Text section:
------------------------------------------------------------------------
Here, the average island size is defined as

$$<S>={\displaystyle \frac{{\sum }_{j=1}^{N_i}S\left(j\right)}{N_i}}$$

(8)

where $N_i$ is the total number of islands (including monomers) and $S\left(j\right)$ is the size (number of atoms) of the j-th island.

Figure 8 and Figure 9 show the time evolution of the average island size (normalized by the system size) and the total number of islands for two cases used as examples: a system size $L=50$ and a deposition rate $v_{dep}={10}^2$s⁻¹ (Figure 8), and a system size $L=70$ and a deposition rate $v_{dep}={10}^4$ (Figure 9). Snapshots of the state of the surface and histograms for the island distribution are also included for selected times.

For the simulation shown in Figure 8, only one island is present until $t\approx 2\times {10}^{-4}$ s. At that particular time, a second island is formed. So, the average island size increases nearly linearly until $t\approx 2\times {10}^{-4}$ s, then decreases abruptly due to the formation of a second island, and subsequently continues to increase linearly but with a lower slope compared to the initial stage.
------------------------------------------------------------------------
Entries shown:
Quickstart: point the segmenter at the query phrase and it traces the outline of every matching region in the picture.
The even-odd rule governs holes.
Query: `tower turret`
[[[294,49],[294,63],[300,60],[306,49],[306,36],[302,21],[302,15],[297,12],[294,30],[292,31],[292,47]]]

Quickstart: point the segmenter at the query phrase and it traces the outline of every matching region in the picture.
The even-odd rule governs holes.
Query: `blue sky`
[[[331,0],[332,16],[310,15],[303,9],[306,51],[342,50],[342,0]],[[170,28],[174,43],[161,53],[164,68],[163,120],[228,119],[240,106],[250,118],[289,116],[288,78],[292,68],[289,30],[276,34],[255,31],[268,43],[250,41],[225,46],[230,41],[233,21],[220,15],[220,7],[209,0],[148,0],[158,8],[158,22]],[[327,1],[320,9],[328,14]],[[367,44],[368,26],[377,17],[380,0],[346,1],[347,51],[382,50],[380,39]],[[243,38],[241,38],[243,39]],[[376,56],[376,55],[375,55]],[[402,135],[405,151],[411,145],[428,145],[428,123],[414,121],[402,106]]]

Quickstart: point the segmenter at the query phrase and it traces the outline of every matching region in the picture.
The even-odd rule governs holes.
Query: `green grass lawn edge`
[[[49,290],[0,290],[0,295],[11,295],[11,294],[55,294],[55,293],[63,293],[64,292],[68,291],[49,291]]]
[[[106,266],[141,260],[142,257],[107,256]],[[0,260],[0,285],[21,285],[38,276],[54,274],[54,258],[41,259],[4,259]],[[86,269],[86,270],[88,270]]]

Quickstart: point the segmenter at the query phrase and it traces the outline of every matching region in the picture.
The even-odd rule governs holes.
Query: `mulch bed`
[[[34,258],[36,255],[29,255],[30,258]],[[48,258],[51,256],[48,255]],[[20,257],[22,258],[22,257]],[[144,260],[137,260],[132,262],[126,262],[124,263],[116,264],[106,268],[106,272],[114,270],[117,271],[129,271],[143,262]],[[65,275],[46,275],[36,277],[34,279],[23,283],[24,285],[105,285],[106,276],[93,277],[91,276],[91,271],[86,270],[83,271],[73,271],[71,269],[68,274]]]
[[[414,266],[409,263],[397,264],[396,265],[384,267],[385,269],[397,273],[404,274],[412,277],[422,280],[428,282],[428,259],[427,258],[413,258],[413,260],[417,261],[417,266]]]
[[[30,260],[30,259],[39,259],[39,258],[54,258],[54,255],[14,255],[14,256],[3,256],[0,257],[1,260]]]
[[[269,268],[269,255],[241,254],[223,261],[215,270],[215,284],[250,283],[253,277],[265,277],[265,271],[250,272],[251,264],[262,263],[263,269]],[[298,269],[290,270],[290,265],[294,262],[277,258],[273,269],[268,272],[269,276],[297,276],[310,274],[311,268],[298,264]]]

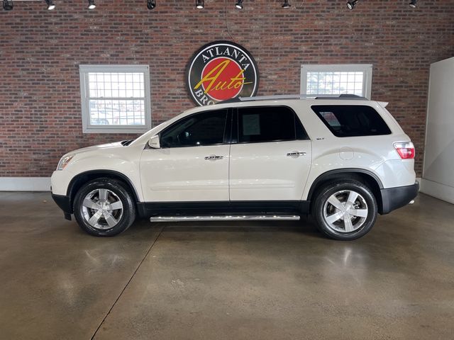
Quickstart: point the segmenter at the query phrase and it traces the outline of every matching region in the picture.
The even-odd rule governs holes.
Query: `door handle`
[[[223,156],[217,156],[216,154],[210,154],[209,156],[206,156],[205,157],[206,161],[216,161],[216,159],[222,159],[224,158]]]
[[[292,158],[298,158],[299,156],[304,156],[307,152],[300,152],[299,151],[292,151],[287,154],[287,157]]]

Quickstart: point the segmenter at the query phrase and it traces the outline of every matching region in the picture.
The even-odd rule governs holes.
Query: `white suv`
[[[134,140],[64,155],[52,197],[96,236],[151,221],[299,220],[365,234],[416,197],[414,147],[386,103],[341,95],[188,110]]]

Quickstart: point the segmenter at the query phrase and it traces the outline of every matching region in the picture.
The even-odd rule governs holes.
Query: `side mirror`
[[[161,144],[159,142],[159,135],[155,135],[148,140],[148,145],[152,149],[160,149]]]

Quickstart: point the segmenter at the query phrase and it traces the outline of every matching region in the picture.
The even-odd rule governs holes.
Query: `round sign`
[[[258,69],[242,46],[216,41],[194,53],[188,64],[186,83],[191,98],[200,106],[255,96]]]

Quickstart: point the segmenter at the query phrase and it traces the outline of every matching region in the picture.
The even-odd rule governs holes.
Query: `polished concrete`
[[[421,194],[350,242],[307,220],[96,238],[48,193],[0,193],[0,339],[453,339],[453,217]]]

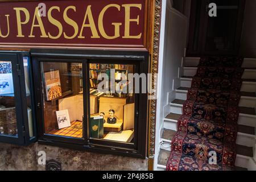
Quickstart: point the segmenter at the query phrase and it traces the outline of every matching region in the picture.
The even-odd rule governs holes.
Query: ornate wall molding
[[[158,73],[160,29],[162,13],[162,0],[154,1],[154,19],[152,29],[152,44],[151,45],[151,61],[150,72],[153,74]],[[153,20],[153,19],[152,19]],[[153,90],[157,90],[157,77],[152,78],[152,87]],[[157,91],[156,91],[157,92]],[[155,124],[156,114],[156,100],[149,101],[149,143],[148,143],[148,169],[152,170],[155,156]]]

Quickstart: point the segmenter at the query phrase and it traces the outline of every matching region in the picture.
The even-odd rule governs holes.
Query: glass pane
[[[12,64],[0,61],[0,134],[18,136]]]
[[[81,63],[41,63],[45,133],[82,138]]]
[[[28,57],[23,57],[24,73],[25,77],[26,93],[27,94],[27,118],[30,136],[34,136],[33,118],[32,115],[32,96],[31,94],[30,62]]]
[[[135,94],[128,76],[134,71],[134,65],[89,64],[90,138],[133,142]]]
------------------------------------------------------------------------
Objective: Retype the island-size passage between "Figure 8 and" and "for selected times.", inclusive. The entries come from a separate source, not from the island-size passage.

Final answer:
Figure 8 and Figure 9 show the time evolution of the average island size (normalized by the system size) and the total number of islands for two cases used as examples: a system size $L=50$ and a deposition rate $v_{dep}={10}^2$s⁻¹ (Figure 8), and a system size $L=70$ and a deposition rate $v_{dep}={10}^4$ (Figure 9). Snapshots of the state of the surface and histograms for the island distribution are also included for selected times.